• _Prompt_: Locate each line in the listing below that contains the word "yellow", and copy every one of those lines.

• _Exercise materials_:
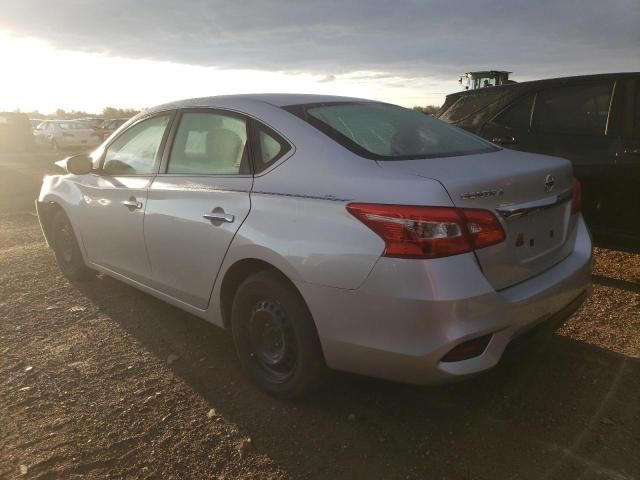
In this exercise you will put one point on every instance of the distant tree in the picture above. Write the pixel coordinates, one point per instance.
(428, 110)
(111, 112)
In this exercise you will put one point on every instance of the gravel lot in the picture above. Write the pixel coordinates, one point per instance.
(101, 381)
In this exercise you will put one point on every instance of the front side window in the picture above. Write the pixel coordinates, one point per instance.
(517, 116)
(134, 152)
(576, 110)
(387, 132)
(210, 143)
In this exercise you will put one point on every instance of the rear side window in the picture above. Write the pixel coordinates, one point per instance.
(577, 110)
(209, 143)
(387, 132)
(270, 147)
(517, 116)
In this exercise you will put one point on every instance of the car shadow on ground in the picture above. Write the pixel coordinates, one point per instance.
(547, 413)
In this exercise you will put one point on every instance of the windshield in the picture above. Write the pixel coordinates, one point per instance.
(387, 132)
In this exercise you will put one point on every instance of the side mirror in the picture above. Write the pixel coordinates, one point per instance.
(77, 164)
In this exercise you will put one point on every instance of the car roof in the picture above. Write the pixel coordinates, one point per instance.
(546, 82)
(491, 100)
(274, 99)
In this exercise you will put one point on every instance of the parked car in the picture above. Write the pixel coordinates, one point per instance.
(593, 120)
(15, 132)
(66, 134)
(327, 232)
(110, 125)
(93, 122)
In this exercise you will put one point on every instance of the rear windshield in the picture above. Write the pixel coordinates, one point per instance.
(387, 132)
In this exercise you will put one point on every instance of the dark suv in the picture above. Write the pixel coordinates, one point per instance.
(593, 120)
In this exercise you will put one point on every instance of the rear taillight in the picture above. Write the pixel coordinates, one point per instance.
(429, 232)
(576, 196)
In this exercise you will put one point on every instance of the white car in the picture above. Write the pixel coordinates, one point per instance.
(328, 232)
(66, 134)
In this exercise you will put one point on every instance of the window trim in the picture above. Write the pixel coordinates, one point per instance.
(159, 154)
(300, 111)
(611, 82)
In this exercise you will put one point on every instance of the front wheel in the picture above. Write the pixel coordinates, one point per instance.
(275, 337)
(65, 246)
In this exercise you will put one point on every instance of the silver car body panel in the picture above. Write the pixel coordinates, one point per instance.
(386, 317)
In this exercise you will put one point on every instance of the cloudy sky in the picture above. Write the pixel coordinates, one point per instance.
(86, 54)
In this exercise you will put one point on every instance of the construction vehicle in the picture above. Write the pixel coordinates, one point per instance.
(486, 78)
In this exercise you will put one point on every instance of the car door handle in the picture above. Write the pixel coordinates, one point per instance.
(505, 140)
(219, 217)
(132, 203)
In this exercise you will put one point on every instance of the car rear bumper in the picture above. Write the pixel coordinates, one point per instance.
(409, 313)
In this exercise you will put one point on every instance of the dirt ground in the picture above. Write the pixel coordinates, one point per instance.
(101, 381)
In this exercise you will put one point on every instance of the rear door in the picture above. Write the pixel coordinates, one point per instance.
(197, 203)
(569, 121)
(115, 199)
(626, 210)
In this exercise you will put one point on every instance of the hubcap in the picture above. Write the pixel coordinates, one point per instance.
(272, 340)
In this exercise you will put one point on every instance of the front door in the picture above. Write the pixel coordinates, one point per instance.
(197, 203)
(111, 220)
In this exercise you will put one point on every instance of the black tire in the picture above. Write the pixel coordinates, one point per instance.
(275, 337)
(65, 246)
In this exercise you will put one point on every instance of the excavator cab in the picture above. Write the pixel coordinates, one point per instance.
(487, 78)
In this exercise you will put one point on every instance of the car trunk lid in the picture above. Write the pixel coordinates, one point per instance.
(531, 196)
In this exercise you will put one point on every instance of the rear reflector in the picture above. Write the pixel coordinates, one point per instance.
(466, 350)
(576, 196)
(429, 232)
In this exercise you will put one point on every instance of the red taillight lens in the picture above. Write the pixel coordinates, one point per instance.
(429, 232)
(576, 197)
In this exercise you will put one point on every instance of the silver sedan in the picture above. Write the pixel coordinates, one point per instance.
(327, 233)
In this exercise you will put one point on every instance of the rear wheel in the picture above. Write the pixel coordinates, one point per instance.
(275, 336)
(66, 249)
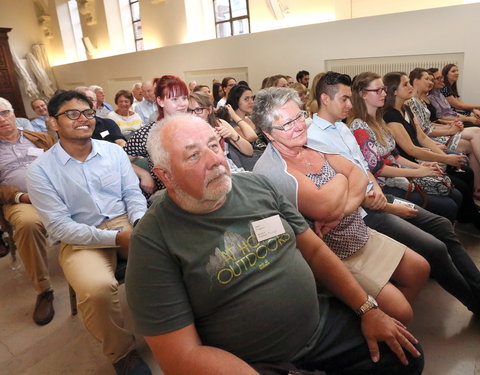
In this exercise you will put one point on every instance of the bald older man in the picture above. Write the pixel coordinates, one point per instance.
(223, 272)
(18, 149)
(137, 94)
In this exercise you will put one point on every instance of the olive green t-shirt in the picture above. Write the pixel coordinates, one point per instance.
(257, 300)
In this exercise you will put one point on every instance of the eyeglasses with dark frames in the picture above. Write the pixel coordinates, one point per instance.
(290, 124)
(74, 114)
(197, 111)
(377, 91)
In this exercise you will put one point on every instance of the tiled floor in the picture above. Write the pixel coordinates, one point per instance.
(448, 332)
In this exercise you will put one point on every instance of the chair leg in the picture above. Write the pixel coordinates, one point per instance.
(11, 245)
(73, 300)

* * *

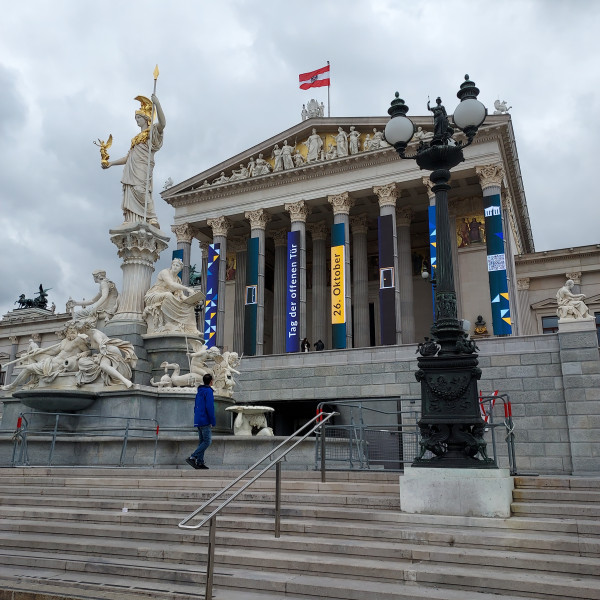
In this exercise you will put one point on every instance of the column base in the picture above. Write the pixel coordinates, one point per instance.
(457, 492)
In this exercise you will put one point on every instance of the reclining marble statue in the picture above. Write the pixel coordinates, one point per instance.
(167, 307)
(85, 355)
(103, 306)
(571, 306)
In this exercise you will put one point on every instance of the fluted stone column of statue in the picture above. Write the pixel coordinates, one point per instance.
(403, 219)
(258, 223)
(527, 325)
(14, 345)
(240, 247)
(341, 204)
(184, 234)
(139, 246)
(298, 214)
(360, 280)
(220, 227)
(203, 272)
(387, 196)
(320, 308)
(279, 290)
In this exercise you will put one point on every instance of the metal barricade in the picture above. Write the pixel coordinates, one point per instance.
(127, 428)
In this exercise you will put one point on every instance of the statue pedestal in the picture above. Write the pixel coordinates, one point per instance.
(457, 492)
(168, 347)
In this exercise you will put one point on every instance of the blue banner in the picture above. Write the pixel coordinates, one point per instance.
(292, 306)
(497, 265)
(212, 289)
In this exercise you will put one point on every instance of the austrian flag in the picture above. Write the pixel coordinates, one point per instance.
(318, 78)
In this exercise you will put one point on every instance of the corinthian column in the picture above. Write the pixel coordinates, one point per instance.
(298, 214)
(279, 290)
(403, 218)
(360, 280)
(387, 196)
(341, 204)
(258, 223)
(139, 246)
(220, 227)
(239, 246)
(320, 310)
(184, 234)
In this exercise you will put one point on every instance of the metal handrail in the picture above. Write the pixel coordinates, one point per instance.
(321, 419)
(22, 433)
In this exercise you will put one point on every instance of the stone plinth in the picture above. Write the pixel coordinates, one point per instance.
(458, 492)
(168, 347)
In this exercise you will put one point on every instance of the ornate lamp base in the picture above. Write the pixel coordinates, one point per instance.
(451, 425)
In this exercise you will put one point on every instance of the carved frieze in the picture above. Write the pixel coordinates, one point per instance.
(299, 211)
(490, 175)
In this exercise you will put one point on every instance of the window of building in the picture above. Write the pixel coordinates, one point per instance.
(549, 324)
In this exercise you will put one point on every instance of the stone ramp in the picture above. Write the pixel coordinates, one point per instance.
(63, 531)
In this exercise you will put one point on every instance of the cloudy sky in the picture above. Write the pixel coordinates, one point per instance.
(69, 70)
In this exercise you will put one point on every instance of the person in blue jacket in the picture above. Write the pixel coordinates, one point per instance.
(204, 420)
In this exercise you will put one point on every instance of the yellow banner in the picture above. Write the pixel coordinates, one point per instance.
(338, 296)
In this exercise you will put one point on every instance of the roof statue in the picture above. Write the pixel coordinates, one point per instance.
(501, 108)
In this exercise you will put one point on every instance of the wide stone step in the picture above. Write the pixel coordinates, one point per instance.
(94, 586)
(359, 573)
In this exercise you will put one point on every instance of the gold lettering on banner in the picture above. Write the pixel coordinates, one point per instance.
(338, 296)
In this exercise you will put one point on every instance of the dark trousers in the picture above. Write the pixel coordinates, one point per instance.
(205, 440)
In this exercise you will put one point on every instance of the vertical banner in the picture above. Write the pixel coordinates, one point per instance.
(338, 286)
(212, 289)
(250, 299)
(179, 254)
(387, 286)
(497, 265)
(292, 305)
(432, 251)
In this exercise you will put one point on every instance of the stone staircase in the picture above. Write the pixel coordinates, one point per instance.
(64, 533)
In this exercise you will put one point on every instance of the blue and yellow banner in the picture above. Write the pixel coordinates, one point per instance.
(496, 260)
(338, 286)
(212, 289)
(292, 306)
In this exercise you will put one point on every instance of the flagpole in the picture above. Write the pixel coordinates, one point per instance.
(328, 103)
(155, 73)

--

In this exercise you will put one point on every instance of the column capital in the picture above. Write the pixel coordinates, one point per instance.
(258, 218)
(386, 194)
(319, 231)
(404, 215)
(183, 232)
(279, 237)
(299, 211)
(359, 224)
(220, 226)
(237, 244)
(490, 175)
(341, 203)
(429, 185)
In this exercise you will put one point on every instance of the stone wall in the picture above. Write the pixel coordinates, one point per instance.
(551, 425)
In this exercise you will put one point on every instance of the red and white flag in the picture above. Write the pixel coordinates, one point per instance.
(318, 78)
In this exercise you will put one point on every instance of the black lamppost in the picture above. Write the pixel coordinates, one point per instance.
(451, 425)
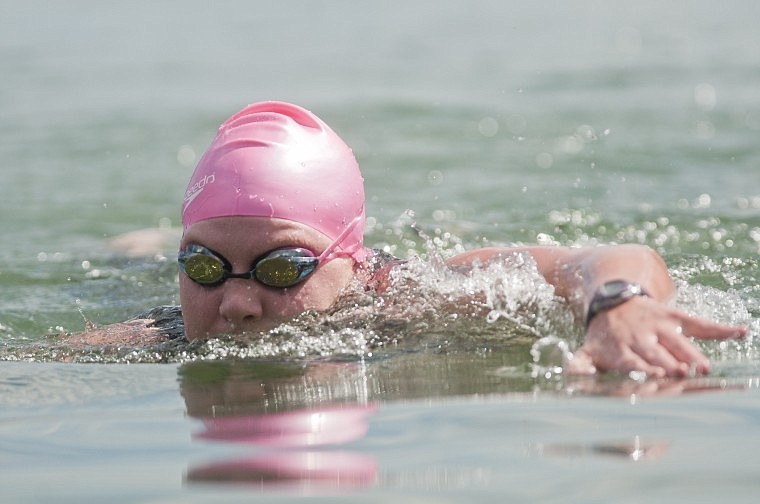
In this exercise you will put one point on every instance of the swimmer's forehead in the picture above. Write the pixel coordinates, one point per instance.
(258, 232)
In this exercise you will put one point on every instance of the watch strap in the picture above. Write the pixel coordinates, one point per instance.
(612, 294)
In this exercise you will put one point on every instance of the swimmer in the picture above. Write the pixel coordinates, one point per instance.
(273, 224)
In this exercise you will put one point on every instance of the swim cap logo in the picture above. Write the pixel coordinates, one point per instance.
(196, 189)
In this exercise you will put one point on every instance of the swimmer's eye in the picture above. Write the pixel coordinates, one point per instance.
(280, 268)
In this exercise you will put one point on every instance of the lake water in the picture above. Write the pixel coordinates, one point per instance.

• _Answer to this exercise_:
In this exercise you will put one point on every instance of the yellow banner in the picture above. Write the pixel coordinates, one point per instance.
In this exercise you will put one point on every instance of the blue and yellow banner in the picture above. Write the pixel coordinates, one point per instance.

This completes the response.